### The task
Rewrite the data below, changing every "vertical wooden post" to "upright timber post" and leaving all other text as it is.

— Start —

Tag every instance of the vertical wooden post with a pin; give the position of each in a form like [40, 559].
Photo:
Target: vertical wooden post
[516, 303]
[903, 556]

— End —

### Result below
Tag every instance of the upright timber post with a pin; give the position of each in a form like [40, 559].
Photo:
Target: upright timber post
[516, 303]
[903, 556]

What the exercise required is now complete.